§ **Work to be completed**
Pull every line with "query" from the entries below.

[Source records]
•••••

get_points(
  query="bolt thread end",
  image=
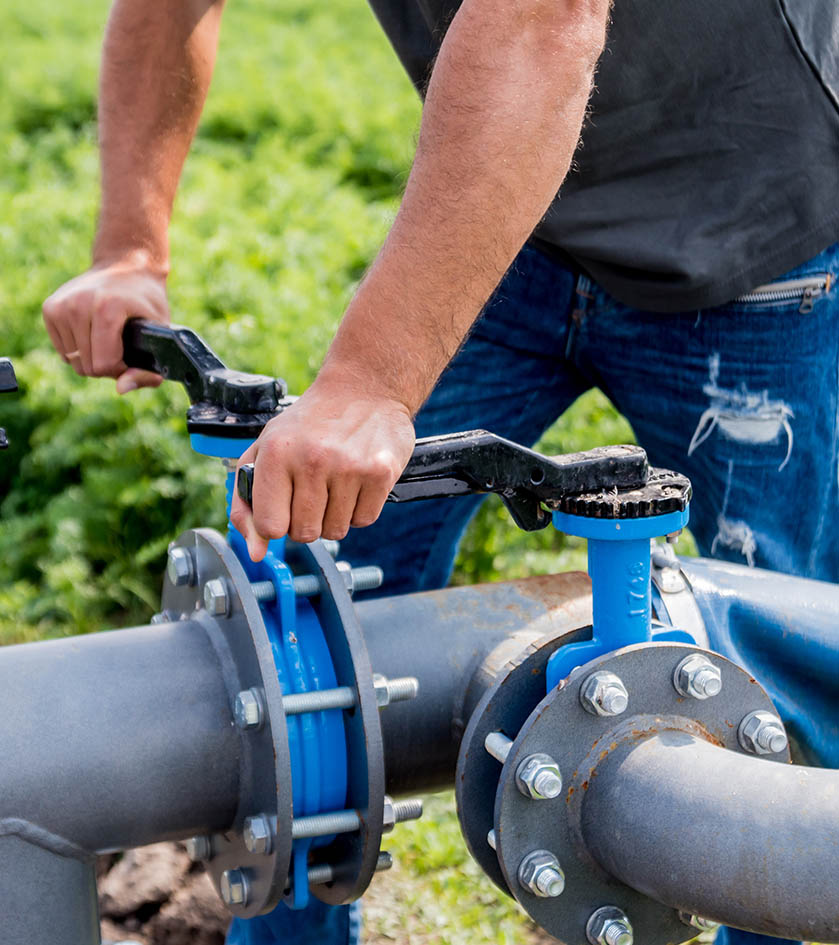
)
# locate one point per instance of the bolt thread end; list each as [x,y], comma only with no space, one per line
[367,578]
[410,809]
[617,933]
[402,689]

•••••

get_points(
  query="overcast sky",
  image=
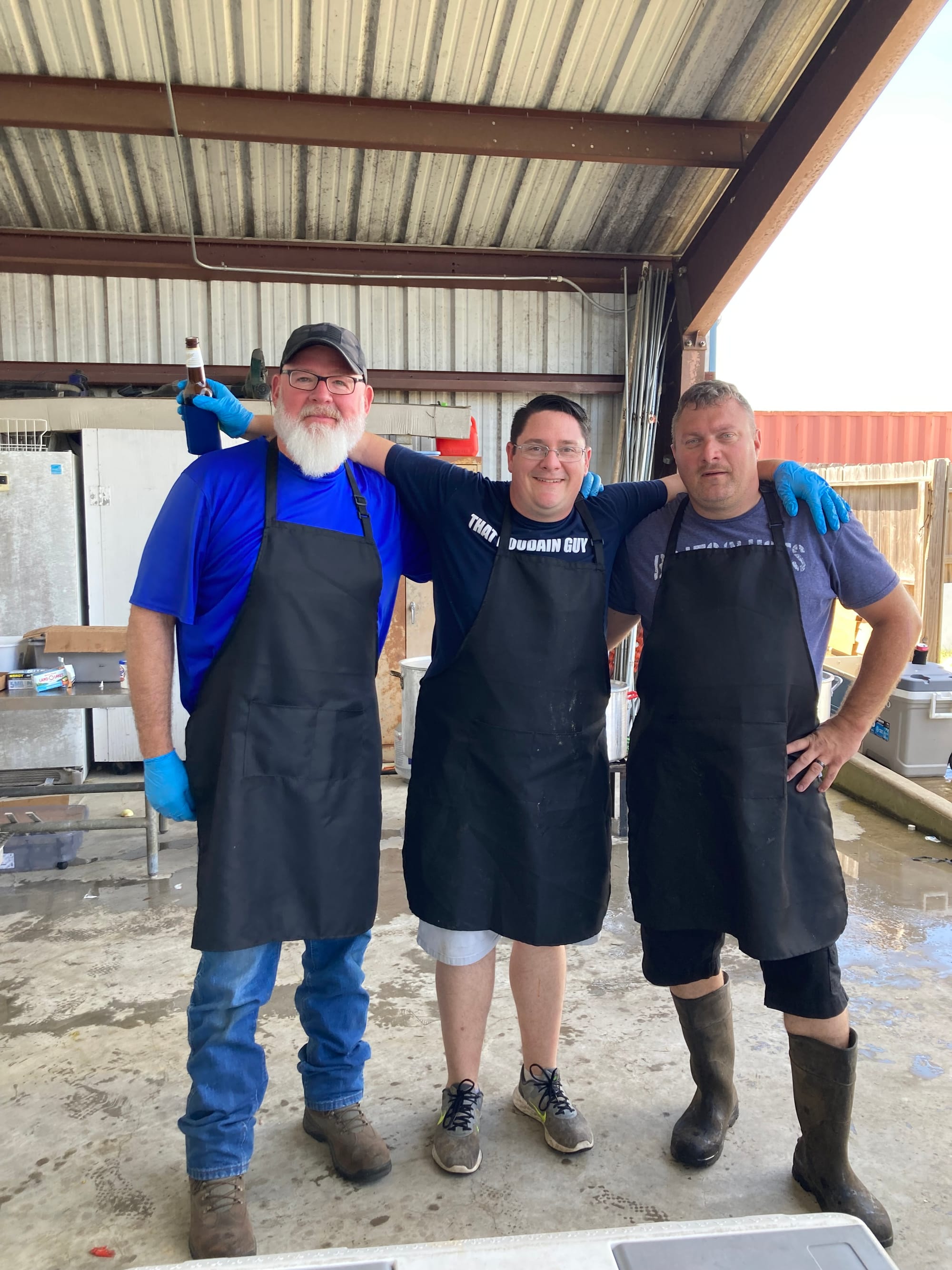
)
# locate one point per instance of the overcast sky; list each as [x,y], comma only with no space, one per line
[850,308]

•••••

§ **Task solution**
  query="bolt thread end",
  query="overcast sky",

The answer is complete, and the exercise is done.